• **What you have to do**: Extract each line of the rows below that contains the word "pale".

• **Provided data**:
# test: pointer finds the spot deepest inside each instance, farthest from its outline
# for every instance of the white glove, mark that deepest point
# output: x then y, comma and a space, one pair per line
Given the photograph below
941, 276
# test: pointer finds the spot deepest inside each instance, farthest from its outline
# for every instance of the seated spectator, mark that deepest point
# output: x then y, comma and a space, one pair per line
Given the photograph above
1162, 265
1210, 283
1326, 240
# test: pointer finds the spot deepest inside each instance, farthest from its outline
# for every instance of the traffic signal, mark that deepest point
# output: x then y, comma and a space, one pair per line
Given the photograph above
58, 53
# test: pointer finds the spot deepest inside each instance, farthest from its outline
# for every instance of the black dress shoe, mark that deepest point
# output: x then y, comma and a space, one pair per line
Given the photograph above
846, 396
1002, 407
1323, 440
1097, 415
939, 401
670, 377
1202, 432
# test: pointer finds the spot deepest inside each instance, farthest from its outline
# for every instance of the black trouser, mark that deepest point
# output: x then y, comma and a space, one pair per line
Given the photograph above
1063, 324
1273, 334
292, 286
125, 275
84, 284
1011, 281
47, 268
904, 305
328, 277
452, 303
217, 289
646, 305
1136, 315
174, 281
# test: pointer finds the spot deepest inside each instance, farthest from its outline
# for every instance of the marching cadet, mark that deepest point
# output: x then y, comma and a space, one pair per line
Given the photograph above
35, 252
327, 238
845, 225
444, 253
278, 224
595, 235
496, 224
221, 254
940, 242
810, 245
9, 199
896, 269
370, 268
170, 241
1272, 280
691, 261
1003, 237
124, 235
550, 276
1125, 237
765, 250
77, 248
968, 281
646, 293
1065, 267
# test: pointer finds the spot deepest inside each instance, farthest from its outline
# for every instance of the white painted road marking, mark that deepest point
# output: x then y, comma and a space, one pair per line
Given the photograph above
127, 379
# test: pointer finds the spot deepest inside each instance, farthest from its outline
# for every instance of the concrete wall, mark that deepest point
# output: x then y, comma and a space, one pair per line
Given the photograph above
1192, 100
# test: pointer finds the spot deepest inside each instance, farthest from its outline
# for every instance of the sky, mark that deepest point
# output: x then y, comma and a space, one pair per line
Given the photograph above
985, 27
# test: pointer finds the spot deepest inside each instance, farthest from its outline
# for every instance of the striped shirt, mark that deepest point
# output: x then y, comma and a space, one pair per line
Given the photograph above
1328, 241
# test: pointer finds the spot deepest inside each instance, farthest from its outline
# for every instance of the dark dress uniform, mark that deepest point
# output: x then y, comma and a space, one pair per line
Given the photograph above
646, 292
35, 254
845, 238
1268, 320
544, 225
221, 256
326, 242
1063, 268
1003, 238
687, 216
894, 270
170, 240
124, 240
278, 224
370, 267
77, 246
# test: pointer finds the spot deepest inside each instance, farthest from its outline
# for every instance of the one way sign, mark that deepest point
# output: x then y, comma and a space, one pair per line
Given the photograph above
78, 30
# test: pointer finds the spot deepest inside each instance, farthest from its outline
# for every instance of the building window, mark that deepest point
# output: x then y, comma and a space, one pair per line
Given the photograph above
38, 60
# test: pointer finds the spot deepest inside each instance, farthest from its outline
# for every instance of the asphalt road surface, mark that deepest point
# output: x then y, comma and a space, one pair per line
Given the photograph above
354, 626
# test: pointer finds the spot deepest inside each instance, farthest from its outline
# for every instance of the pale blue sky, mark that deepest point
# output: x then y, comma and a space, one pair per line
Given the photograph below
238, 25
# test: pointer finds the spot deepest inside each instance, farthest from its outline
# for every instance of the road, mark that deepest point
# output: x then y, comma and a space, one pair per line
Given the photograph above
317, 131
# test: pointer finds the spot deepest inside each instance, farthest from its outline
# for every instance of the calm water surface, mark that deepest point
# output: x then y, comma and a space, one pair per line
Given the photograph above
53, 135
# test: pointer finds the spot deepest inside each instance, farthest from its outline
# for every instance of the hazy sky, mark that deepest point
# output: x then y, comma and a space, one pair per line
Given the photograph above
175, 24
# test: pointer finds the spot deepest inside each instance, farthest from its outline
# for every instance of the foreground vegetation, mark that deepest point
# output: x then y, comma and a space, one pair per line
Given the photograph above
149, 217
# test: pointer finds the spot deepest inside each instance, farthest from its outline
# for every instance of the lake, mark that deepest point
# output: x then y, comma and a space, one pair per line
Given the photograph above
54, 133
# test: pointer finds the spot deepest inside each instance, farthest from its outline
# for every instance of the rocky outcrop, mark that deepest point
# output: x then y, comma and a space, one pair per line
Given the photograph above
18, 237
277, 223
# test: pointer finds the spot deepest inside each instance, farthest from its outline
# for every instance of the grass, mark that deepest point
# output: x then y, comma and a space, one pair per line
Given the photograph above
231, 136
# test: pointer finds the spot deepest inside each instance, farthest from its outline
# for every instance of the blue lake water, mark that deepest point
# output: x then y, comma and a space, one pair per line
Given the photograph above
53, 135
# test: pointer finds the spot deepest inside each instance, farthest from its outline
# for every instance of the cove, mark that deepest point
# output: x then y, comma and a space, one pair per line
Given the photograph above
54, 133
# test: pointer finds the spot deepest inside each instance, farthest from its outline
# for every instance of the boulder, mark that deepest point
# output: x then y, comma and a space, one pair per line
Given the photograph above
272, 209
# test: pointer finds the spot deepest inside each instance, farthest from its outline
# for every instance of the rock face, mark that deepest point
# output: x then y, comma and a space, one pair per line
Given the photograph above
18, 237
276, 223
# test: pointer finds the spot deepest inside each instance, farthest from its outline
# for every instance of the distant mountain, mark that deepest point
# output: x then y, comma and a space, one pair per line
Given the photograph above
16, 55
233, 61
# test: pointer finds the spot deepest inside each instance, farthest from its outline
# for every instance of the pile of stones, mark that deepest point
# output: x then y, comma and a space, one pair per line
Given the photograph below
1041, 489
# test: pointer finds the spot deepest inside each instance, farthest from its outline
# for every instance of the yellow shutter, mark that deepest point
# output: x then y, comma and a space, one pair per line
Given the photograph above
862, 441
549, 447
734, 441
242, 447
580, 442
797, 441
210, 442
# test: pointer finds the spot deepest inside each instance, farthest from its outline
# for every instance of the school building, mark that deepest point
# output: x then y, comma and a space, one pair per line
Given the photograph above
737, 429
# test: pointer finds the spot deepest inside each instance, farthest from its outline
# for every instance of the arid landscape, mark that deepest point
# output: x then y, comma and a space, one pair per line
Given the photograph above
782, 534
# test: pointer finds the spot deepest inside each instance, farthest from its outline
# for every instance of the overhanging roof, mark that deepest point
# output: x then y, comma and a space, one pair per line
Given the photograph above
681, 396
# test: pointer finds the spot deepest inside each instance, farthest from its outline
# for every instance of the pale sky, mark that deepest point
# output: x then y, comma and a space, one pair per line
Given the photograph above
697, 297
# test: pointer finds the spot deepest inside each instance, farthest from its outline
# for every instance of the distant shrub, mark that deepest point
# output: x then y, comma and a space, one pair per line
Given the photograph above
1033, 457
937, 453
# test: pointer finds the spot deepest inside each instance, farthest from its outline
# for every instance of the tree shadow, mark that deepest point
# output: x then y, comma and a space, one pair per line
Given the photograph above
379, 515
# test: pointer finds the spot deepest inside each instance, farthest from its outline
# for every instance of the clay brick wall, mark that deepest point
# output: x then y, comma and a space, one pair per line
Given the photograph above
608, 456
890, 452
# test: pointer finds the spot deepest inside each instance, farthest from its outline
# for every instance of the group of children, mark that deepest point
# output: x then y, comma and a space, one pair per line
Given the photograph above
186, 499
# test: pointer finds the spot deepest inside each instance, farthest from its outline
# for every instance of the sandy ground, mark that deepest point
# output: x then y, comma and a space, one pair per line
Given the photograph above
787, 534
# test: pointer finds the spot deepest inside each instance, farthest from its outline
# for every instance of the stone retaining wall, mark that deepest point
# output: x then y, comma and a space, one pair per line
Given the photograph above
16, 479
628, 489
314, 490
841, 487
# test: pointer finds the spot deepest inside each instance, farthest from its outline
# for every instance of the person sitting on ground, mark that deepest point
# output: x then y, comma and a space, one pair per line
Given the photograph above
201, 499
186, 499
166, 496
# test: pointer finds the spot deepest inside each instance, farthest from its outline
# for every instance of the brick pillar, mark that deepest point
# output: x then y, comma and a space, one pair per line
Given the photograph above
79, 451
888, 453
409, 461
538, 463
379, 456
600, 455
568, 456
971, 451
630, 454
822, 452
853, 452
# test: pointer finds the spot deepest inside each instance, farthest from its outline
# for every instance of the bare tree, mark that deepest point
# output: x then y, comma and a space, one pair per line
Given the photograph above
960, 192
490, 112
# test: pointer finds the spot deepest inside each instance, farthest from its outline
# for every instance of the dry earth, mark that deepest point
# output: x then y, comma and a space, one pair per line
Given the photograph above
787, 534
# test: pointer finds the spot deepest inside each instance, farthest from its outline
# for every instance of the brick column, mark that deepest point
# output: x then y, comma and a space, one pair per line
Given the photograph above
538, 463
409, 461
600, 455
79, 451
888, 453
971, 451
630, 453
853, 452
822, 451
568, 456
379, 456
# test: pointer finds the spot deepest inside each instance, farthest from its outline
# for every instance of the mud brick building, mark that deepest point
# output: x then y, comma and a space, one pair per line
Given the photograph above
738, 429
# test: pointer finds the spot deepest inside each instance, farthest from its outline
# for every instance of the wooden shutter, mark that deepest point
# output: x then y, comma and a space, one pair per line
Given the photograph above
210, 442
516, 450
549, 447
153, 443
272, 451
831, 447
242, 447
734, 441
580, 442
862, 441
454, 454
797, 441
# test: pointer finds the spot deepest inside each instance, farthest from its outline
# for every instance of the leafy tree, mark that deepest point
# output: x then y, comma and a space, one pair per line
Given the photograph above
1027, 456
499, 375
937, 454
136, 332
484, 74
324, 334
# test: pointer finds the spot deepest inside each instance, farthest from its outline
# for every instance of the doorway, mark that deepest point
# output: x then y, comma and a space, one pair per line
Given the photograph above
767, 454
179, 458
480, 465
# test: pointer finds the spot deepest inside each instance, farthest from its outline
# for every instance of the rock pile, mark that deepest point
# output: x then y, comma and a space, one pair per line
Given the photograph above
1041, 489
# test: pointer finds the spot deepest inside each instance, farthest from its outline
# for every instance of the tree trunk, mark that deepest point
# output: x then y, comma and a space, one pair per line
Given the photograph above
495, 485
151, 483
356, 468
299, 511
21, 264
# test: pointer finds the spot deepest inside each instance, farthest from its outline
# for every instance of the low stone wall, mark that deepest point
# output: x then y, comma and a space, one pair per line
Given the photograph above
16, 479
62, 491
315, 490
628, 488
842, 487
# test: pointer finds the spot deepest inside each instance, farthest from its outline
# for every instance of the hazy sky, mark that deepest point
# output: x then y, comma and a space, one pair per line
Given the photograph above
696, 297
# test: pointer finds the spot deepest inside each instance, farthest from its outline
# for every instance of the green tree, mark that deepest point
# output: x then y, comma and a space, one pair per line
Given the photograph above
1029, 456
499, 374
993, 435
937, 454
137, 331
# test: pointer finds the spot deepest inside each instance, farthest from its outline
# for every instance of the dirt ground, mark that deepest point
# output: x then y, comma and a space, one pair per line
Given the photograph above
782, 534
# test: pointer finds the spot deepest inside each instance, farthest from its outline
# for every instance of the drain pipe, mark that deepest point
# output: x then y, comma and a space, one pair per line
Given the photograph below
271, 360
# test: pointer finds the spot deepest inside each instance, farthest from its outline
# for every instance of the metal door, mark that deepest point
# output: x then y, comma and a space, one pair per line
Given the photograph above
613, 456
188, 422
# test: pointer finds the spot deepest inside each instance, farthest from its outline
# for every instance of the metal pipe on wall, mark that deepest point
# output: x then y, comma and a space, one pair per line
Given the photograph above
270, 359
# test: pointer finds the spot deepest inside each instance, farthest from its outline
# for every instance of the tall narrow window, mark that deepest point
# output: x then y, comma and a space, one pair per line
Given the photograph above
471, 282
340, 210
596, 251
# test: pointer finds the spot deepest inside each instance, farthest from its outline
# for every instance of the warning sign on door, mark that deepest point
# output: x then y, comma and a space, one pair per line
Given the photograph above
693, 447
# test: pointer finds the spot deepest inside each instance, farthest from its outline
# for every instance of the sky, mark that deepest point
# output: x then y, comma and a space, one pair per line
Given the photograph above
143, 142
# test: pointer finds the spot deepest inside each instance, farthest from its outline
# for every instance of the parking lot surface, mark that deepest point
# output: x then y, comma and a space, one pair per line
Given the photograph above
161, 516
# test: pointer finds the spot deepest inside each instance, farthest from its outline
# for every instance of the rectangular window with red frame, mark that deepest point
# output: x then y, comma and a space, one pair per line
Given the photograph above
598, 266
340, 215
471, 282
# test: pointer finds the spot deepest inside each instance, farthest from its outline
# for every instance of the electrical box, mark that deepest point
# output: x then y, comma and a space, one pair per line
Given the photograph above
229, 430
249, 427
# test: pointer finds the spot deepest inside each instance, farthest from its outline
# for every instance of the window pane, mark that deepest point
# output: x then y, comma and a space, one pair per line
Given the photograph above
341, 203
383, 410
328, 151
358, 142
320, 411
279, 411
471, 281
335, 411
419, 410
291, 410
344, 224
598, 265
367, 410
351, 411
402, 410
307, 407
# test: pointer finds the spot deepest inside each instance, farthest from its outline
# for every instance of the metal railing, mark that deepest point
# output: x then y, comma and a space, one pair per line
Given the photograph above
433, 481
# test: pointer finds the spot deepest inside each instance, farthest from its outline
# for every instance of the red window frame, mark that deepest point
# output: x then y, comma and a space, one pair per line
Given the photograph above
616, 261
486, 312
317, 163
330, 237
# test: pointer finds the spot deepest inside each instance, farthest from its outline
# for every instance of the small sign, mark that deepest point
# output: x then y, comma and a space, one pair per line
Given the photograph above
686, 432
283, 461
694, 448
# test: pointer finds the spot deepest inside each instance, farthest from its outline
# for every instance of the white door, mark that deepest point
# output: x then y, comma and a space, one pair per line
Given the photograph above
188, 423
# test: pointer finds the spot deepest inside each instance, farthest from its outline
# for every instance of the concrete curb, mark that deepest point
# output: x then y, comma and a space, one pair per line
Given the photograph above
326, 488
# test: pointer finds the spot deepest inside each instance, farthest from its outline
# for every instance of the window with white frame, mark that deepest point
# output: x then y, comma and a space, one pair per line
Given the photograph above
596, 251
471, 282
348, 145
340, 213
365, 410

• **Result for this task**:
# for every instance of the pale blue sky, mark that deepest point
# for every instance of the pale sky, mark that deepest point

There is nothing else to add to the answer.